(SU OBJETIVO): Presente como un CSV de dos columnas, «consulta» y «resultado», únicamente los registros situados entre la línea que contiene "Identify a point on every instance of the round" y la que contiene "x=487 y=858", ambas incluidas. Debe haber una fila por cada texto con su respuesta, cada uno en un solo campo entre comillas y con los saltos de línea convertidos en espacios.

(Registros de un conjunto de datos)
-------
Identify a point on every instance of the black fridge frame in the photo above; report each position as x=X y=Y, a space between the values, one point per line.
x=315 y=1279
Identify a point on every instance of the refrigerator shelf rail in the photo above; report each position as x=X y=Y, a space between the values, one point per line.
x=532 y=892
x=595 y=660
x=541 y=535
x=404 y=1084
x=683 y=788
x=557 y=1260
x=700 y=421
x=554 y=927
-------
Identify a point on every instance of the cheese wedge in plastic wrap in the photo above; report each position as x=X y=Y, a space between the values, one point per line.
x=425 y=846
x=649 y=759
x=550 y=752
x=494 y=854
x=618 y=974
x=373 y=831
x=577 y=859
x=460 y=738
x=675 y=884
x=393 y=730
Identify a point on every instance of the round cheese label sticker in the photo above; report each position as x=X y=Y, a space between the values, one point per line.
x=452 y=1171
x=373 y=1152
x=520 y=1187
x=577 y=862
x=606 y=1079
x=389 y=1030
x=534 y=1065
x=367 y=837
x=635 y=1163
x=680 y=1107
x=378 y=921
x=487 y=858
-------
(RESPUESTA):
consulta,resultado
"Identify a point on every instance of the round cheese label sticker in the photo above; report each position as x=X y=Y, a space between the values, one point per line.","x=452 y=1171 x=373 y=1152 x=520 y=1187 x=577 y=862 x=606 y=1079 x=389 y=1030 x=534 y=1065 x=367 y=837 x=635 y=1163 x=680 y=1107 x=378 y=921 x=487 y=858"